A Win For Environmental Groups: Judge Blocks Dredging Plan That Threatened Georgia’s Sea Turtles

The hopper dredges the U.S. Army Corps of Engineers had planned to use can suck sea turtles up from the ocean floor and chop the animals up in their blades.

Georgia Department of Natural Resources via AP

A federal judge is blocking a plan by the U.S. Army Corps of Engineers to dredge shipping channels on the Georgia coast this summer, after state officials and environmentalists objected, saying the dredging was likely to kill nesting sea turtles.

On Thursday, U.S. District Judge Stan Baker issued a preliminary injunction, prohibiting the Corps from using the kinds of dredges that are deadliest to sea turtles near Brunswick until mid-December.

The Corps had intended to begin dredging in the area later this month.

The injunction is a win for environmental groups.

Southern Environmental Law Center had sued the Corps on behalf of 100 Miles. They said summer dredging posed too much of a threat to loggerhead sea turtles, which nest on the Georgia beaches in the summer.

The Corps regularly dredges shipping channels on the Georgia coast to keep them deep enough for cargo ships to get into the state’s ports. For the past 30 years, it’s kept dredging to the winter months in order to minimize killing turtles.

This year, the Corps changed the schedule and had intended to begin dredging near Brunswick later this month.

The hopper dredges the Corps had planned to use can suck sea turtles up from the ocean floor and chop the animals up in their blades.

The Corps said the schedule change was to help protect the endangered North Atlantic right whales that spend time off the Georgia coast in the winter.

In a hearing on Thursday, a witness for the Corps, Jonathan Broadie, chief of navigation for the Savannah District, said the change was also to make it easier to get dredging projects done outside the narrow wintertime window and given a limited number of dredging contractors.

§ EXCERPTED RECORDS:
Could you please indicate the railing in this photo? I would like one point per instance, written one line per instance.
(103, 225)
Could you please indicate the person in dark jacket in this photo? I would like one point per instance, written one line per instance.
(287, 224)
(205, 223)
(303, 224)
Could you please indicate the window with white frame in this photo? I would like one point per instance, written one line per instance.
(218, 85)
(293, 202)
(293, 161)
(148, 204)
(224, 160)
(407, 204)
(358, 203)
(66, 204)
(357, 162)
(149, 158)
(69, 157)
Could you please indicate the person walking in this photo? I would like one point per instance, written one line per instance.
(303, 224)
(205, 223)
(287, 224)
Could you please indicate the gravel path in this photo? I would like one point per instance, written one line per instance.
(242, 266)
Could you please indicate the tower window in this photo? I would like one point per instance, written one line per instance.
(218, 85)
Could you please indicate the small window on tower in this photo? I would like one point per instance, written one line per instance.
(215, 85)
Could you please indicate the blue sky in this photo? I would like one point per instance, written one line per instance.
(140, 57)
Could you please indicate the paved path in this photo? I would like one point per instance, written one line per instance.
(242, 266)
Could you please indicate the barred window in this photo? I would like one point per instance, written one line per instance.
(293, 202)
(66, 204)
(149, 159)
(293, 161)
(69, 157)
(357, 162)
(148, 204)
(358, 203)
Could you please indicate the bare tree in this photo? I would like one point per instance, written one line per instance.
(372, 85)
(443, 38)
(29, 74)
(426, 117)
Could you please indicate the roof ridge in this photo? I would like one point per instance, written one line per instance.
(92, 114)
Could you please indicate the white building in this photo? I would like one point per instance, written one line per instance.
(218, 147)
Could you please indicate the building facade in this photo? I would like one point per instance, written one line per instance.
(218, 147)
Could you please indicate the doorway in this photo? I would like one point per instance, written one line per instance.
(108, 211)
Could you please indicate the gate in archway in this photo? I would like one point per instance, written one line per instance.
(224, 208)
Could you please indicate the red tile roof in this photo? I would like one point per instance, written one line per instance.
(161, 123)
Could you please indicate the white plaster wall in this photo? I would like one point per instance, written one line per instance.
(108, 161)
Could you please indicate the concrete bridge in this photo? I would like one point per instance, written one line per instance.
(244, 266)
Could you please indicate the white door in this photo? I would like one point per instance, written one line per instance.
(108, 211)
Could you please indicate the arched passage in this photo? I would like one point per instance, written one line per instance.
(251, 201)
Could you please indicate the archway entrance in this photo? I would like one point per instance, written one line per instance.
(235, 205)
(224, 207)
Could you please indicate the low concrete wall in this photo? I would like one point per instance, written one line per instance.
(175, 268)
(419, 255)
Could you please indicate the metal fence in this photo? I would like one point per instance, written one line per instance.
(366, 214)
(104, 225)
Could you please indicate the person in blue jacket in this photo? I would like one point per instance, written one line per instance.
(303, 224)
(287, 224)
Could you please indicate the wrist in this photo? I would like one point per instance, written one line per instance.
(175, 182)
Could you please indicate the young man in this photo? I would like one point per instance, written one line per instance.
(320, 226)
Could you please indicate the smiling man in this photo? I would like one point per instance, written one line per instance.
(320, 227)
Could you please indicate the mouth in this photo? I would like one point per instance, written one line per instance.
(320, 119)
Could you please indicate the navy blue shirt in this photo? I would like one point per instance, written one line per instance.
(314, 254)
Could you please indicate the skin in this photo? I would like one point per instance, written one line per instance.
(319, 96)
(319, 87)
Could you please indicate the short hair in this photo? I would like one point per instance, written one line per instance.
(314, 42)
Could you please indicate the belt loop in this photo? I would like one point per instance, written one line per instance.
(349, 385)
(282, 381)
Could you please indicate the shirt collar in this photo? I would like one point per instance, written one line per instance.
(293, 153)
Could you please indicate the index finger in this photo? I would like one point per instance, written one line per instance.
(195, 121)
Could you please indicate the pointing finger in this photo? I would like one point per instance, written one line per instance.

§ TASKS TO CARRY OUT:
[1] Rewrite the stretch of the Georgia dredging article from "The Corps regularly" through "Brunswick later this month.", putting "freight vessels" in place of "cargo ships".
[2] Pick up the article on the judge's ruling against summer dredging off the Georgia coast where it ends, and write the next part.

§ RESPONSES TO THE TASKS:
[1]
The Corps regularly dredges shipping channels on the Georgia coast to keep them deep enough for freight vessels to get into the state’s ports. For the past 30 years, it’s kept dredging to the winter months in order to minimize killing turtles.

This year, the Corps changed the schedule and had intended to begin dredging near Brunswick later this month.

[2]
He said that without dredging, cargo ships could be slowed down in getting into the port, causing economic impacts.

Loggerhead sea turtles have been making a comeback in Georgia, after concerns that the species could disappear from the state’s beaches.

Wildlife biologist Mark Dodd, who manages the sea turtle program at the Georgia Department of Natural Resources, described them as an “iconic” species for the coast during his witness testimony at the Thursday hearing.

He said even with protections like limiting dredging to the winter and making sure turtles can escape from shrimp nets, the population of the turtles that nest in Georgia is likely to fluctuate or even drop in the coming years, as the turtles recover from past bad years.

He said if hopper dredging was allowed to happen in the summer, when the nesting females come to the coast, it would have long-term effects on Georgia’s sea turtle numbers, since the turtles take decades to reach maturity, and return to the same beaches to lay their eggs.

In a brief filed last week, the Corps said that 100 Miles was likely to succeed in forcing the Corps to do more work to explain its dredging schedule change.